### Given instruction
Find each line below that contains the word "logo", and copy those lines out in full.

### Given data
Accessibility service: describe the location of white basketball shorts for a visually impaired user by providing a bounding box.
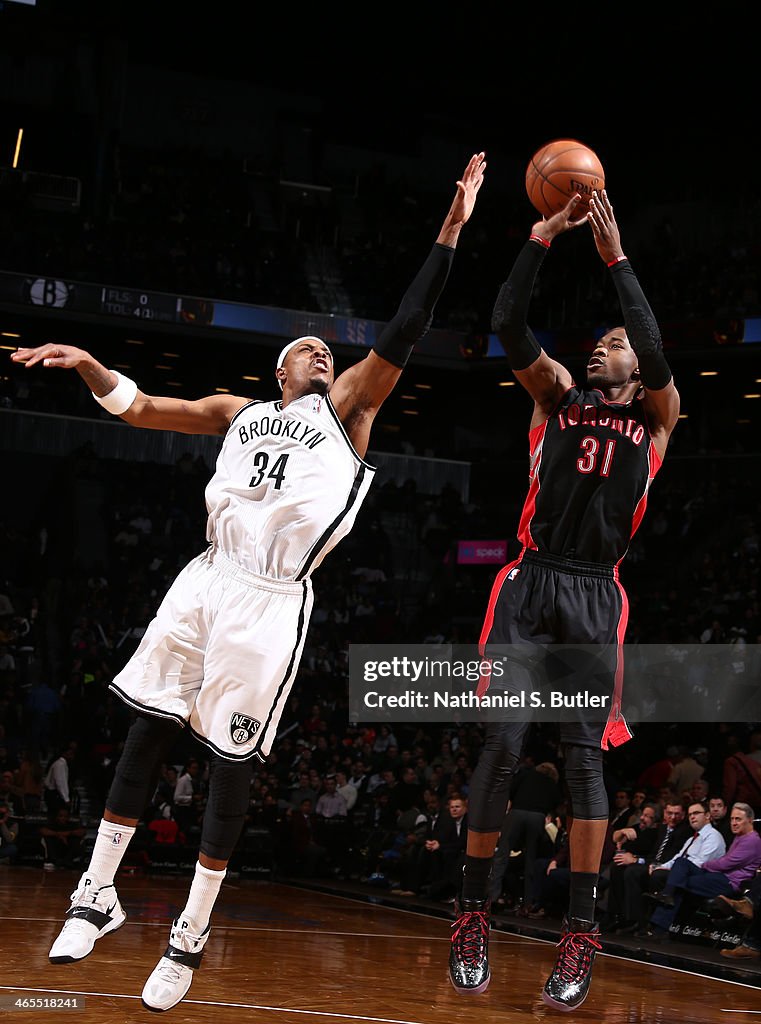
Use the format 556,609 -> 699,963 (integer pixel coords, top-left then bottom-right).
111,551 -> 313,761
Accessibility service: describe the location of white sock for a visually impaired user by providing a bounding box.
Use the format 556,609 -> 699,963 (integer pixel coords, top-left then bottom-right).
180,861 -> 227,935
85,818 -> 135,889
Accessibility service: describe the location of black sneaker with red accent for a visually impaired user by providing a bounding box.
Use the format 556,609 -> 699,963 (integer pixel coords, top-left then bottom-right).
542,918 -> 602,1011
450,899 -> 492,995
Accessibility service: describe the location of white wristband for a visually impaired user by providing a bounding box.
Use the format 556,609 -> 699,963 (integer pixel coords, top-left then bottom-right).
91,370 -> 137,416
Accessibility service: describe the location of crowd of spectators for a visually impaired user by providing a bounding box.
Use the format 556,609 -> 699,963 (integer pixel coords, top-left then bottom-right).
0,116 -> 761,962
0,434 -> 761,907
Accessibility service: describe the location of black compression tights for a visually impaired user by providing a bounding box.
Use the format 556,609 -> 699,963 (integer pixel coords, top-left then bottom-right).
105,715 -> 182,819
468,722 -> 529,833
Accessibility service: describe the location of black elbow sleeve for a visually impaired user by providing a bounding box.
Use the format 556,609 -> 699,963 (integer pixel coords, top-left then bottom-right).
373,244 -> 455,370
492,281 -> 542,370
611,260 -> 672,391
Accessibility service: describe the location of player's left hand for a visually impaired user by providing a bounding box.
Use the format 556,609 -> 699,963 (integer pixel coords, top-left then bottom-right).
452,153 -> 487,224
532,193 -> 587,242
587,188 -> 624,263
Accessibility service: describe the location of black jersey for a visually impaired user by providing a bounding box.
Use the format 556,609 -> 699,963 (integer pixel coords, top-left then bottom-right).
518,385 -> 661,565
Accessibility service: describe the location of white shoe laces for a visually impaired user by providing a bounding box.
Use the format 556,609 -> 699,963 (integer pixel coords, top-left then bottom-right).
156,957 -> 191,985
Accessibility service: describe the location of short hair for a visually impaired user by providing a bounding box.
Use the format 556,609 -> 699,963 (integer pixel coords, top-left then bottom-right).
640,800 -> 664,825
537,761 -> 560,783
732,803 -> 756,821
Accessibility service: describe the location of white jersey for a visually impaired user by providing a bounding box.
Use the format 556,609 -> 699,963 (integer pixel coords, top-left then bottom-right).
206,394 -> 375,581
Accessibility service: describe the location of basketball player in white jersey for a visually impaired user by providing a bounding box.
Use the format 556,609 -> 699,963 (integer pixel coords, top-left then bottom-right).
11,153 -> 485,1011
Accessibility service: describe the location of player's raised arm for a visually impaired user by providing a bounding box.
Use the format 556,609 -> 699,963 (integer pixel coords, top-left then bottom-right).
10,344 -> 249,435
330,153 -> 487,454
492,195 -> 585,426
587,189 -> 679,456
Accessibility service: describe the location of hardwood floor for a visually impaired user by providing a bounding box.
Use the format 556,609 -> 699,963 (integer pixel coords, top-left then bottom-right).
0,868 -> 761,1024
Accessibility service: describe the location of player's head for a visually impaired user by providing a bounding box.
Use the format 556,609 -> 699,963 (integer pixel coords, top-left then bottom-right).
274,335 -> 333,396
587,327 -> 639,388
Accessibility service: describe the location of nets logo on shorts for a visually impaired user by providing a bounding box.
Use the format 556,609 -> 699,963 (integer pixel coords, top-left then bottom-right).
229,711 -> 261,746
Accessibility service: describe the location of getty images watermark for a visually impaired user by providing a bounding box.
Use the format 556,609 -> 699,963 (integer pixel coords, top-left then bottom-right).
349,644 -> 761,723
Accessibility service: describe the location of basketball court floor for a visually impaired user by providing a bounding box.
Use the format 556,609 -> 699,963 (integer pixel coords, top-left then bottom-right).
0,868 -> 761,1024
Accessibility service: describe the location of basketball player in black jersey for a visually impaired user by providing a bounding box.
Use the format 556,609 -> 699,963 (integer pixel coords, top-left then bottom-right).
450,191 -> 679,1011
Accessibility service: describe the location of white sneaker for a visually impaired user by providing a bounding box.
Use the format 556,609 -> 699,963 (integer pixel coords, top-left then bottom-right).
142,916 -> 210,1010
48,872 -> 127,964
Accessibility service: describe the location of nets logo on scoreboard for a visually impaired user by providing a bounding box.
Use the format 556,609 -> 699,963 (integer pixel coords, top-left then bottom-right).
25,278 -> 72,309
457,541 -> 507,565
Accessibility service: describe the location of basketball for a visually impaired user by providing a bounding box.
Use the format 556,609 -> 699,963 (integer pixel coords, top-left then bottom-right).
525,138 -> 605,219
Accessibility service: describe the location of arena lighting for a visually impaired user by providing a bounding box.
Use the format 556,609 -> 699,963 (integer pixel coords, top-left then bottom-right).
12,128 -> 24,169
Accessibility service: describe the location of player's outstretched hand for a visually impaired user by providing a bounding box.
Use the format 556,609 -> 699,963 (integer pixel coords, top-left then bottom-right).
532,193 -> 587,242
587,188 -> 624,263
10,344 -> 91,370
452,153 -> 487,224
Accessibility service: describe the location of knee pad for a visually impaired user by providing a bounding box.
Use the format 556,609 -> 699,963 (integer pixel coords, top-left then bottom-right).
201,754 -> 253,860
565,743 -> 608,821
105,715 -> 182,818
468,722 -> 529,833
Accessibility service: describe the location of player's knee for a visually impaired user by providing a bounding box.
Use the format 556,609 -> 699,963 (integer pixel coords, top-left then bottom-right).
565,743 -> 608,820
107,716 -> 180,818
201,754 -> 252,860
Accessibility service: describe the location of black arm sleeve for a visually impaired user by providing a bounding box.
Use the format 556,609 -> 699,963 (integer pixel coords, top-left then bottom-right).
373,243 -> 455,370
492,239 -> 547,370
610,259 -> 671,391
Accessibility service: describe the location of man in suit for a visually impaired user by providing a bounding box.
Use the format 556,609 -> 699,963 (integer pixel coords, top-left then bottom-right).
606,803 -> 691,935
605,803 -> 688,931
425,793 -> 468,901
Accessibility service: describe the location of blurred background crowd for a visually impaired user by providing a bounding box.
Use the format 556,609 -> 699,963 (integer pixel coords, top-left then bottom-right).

### Reply
Accessibility service: describe the location of nets logo on shorts for a visually impaired user by providing a bounding box.
Accessibility service: describe the location of nets logo on scoreboard for a visually impaired user by providing a bounding box.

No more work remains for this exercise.